Given request a: In the cold weather post, what low temperature limit does the writer give for electronic thermometers?

===== Source excerpt

One night it was -42. I took a picture of the old, analog thermometer that hung in the mudroom. The one with the lead you ran out the window and it had the red liquid in it. And I remember thinking it’s a good thing it’s this style because the electronic ones only go to -40. And that same night an owl came into the garage and perched in the rafters. Somewhere is a picture of that too.

I’ve always thought, below -20 it just really doesn’t matter anymore.

Even at that, a barn full of cows is about the coziest spot in the world. I miss that.

What’s your favorite / worst cold weather story?

35 thoughts on “Cold Weather Stories”

  1. I used to hunt pheasants with friends–a man and wife team–who were what outdoorsmen call “hard core.” Gary and Nancy often hunted South Dakota in December. Now and then they got caught by frigid weather, such as wind chills in the minus 40-60 range. Only my stubborn pride kept me staggering about in arctic weather. I couldn’t bear looking like a wuss when my young friends went on hunting.

==========
===== Data excerpts

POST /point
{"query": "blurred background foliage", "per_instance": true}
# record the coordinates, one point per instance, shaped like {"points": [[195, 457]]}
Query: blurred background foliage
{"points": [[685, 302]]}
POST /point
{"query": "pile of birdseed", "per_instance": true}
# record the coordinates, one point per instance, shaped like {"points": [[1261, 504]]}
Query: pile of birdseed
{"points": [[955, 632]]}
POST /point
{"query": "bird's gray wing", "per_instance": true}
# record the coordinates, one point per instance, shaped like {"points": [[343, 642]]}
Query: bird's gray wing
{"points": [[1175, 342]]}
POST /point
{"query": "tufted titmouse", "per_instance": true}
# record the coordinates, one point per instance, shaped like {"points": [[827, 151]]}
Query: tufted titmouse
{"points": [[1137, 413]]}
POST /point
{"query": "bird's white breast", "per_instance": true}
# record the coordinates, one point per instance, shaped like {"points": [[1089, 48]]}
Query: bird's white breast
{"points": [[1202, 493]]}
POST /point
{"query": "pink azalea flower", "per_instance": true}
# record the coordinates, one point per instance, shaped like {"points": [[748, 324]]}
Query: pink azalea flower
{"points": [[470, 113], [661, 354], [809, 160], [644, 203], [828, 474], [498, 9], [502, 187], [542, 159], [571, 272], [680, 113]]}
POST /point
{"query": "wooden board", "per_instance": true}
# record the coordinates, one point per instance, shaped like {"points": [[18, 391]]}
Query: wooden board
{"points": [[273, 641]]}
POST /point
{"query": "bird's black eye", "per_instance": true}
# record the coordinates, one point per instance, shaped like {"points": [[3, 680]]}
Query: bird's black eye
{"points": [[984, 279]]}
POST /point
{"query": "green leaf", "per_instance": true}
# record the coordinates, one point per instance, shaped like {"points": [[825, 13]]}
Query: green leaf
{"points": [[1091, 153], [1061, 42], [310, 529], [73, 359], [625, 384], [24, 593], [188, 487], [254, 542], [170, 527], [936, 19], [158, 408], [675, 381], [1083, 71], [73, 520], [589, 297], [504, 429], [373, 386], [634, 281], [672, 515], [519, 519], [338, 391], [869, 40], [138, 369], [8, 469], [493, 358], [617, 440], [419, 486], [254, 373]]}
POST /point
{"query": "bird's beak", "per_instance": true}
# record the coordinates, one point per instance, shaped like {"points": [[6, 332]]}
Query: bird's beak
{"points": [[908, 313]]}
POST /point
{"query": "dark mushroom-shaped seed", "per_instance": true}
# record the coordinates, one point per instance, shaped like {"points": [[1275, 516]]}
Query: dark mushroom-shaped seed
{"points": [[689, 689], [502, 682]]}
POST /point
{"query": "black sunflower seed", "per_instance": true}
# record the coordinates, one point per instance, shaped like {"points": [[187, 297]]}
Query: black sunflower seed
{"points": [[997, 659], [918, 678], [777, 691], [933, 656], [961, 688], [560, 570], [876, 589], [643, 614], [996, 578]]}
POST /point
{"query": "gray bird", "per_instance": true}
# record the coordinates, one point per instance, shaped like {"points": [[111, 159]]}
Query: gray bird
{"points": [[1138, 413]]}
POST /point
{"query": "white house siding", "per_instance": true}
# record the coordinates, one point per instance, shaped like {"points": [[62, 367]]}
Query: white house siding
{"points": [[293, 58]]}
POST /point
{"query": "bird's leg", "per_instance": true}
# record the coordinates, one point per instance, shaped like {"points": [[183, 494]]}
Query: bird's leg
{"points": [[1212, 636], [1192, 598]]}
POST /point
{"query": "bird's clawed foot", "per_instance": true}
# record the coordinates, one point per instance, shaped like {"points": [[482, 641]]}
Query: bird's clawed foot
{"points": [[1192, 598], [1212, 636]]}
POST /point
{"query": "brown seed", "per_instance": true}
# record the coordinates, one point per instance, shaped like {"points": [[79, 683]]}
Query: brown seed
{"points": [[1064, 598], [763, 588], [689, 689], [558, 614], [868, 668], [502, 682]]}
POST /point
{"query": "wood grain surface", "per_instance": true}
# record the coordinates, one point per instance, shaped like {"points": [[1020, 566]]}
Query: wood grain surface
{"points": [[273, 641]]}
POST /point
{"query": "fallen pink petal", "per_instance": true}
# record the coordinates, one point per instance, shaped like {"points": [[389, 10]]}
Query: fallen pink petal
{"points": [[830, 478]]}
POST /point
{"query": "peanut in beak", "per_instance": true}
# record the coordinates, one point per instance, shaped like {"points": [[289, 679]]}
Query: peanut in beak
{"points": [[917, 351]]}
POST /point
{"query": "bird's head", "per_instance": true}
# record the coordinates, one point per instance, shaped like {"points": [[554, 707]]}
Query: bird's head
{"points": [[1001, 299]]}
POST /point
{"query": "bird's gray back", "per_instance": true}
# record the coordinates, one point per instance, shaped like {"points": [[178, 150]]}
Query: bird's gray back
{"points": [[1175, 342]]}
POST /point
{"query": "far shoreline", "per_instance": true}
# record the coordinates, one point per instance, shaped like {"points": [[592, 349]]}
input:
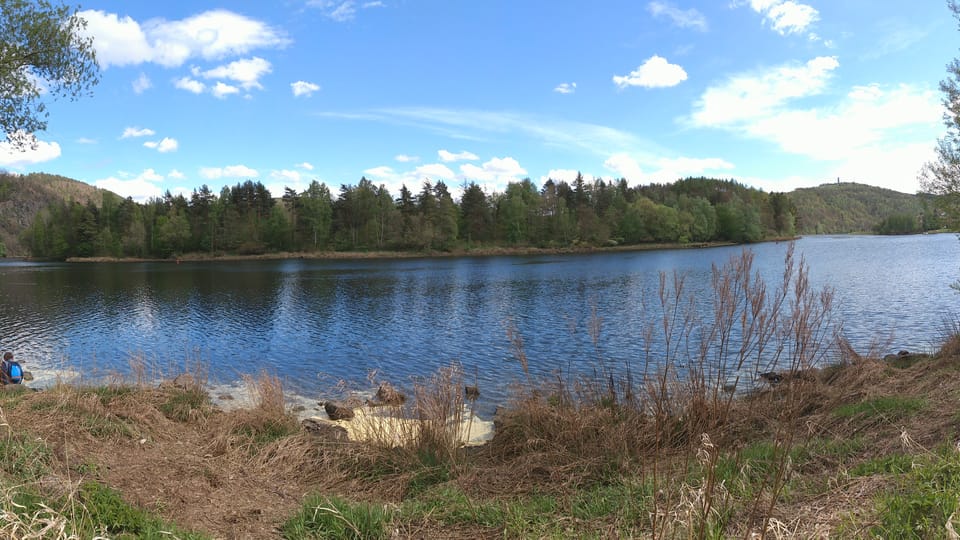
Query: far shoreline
{"points": [[387, 255]]}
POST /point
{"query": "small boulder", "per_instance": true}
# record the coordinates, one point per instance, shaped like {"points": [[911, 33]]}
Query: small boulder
{"points": [[324, 429], [388, 395], [338, 412]]}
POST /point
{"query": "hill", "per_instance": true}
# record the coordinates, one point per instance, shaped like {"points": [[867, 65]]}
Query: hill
{"points": [[22, 197], [848, 207]]}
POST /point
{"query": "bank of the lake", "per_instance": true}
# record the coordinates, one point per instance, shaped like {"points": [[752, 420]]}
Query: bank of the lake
{"points": [[496, 251]]}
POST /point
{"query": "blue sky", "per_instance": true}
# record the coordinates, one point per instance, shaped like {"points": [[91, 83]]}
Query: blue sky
{"points": [[776, 94]]}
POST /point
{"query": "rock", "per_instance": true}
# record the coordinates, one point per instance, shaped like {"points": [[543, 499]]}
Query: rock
{"points": [[388, 395], [183, 381], [772, 377], [324, 429], [338, 412]]}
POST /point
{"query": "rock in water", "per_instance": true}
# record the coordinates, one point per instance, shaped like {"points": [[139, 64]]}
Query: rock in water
{"points": [[338, 412], [325, 429], [388, 395]]}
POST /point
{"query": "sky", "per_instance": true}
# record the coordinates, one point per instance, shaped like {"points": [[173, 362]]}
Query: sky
{"points": [[776, 94]]}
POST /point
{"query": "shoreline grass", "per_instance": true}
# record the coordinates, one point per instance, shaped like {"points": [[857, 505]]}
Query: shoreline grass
{"points": [[841, 445]]}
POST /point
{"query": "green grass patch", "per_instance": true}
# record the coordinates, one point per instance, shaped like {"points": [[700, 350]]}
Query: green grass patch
{"points": [[924, 499], [889, 464], [449, 505], [186, 404], [109, 393], [333, 517], [266, 431], [889, 407], [24, 458], [108, 512]]}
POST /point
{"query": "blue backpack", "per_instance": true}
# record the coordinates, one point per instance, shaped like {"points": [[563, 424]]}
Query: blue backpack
{"points": [[12, 372]]}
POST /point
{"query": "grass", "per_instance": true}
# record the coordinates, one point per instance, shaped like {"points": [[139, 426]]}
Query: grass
{"points": [[888, 407], [644, 452], [334, 517]]}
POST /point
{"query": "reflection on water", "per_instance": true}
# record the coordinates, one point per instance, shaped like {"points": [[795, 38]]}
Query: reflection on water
{"points": [[319, 321]]}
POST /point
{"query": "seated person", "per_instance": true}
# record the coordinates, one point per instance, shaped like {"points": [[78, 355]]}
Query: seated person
{"points": [[10, 370]]}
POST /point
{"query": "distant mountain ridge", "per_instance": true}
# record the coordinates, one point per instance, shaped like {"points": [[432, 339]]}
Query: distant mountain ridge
{"points": [[22, 197], [849, 207], [833, 208]]}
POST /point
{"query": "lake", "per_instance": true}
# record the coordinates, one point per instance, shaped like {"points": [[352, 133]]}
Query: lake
{"points": [[317, 322]]}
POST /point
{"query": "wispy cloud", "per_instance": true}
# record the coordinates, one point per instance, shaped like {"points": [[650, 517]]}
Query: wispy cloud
{"points": [[304, 88], [684, 18], [137, 132], [785, 16], [476, 125], [141, 84], [122, 41], [565, 88]]}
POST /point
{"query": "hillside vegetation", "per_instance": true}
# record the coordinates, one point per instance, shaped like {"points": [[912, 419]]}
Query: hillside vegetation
{"points": [[23, 197], [53, 217], [848, 207]]}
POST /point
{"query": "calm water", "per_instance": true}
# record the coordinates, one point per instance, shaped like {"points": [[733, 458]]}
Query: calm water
{"points": [[316, 322]]}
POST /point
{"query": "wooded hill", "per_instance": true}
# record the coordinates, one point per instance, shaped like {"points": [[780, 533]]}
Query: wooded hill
{"points": [[847, 207], [54, 217], [23, 197]]}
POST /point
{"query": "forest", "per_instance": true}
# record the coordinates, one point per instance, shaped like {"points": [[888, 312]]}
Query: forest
{"points": [[247, 219]]}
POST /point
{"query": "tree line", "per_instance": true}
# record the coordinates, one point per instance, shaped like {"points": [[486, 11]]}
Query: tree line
{"points": [[247, 219]]}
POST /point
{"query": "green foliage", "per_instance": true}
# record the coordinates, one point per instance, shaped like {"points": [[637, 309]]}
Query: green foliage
{"points": [[107, 511], [889, 407], [43, 51], [848, 207], [186, 404], [333, 517], [888, 464], [24, 458], [924, 500], [941, 177]]}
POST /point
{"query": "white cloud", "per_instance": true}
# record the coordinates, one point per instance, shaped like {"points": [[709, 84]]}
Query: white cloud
{"points": [[684, 18], [876, 134], [210, 35], [565, 175], [246, 72], [231, 171], [42, 152], [566, 88], [494, 174], [283, 179], [137, 132], [754, 95], [434, 172], [140, 187], [786, 16], [222, 90], [625, 167], [190, 85], [141, 84], [656, 72], [448, 157], [467, 124], [662, 169], [304, 88], [164, 145]]}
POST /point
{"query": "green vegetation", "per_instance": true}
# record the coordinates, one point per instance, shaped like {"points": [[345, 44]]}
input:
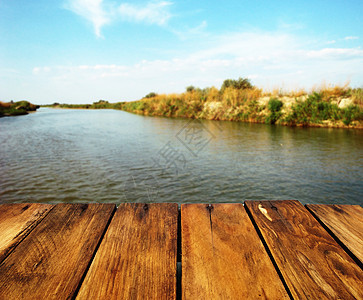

==========

Given request b: Count the lines in the rows above that contain the word "bank". Reply with the number alone.

Task result a: -40

Task result b: 2